**Job**.
Gather every line of the data below that contains the word "desk".

**Outline annotation records**.
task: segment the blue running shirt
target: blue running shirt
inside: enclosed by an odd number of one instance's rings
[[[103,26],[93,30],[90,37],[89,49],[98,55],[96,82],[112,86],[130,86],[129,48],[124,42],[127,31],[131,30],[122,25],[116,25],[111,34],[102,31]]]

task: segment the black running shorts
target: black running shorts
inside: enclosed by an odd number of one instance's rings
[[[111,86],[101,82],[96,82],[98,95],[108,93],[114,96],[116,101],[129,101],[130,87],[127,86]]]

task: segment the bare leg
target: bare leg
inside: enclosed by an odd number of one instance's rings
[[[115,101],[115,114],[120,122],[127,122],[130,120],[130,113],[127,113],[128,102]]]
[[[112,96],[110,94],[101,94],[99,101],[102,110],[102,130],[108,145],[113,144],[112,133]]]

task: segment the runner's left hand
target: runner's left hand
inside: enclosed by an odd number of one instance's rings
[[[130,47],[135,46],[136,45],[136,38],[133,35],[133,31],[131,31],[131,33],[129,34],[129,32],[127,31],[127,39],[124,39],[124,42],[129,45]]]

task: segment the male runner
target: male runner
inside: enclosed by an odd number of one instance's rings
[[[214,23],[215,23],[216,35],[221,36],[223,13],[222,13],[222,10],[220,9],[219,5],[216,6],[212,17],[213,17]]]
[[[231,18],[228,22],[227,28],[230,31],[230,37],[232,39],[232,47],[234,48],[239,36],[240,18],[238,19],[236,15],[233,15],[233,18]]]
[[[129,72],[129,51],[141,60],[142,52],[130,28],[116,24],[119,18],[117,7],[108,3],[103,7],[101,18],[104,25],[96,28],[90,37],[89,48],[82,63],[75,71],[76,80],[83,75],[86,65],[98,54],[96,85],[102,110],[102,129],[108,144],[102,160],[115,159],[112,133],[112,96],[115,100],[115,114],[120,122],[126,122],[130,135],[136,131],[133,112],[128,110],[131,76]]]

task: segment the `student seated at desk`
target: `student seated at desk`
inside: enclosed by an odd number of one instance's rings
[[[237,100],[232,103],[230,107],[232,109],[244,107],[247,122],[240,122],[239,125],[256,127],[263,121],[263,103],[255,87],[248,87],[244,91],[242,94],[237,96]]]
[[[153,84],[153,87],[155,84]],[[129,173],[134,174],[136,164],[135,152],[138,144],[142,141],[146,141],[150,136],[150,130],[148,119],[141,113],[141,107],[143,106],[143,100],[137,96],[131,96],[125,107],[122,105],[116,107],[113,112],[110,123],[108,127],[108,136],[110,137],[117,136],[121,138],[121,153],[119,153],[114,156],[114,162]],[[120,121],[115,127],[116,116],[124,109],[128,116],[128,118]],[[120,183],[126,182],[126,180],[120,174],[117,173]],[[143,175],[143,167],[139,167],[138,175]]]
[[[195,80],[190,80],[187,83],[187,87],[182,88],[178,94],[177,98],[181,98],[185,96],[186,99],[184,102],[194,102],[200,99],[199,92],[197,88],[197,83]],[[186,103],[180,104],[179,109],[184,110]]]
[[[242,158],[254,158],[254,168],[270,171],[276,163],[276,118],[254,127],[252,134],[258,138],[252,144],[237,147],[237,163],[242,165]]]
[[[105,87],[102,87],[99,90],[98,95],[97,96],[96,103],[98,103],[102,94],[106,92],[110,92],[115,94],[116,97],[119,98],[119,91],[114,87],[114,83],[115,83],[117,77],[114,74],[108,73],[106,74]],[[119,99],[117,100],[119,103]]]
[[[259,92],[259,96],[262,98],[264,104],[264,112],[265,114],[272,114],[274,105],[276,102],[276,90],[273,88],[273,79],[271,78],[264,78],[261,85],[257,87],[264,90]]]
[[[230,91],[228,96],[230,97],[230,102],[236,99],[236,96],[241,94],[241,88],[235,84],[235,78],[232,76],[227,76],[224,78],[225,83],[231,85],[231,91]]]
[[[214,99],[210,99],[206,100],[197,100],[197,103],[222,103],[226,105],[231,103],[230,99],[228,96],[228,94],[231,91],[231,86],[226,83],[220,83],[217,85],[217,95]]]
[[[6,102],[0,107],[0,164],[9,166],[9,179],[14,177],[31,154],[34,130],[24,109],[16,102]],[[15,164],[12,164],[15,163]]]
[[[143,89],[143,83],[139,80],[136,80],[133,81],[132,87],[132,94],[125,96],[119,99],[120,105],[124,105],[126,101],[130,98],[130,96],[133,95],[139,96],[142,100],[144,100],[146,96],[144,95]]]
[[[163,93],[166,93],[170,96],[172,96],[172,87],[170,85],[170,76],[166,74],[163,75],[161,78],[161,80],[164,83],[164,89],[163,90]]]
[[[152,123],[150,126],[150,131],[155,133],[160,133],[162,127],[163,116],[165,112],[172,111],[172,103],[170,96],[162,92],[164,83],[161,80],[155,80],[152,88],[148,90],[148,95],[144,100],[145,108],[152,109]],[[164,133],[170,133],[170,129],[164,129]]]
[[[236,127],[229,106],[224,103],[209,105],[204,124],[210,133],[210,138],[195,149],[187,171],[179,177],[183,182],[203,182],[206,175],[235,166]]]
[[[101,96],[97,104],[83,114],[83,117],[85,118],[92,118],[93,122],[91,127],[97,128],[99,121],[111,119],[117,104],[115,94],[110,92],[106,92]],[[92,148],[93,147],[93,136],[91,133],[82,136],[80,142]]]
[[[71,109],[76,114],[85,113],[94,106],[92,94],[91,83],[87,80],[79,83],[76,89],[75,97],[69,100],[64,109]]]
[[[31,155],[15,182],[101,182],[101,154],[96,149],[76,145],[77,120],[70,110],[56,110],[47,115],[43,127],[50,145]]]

**Reply to the exercise**.
task: segment the `student seated at desk`
target: `student seated at desk`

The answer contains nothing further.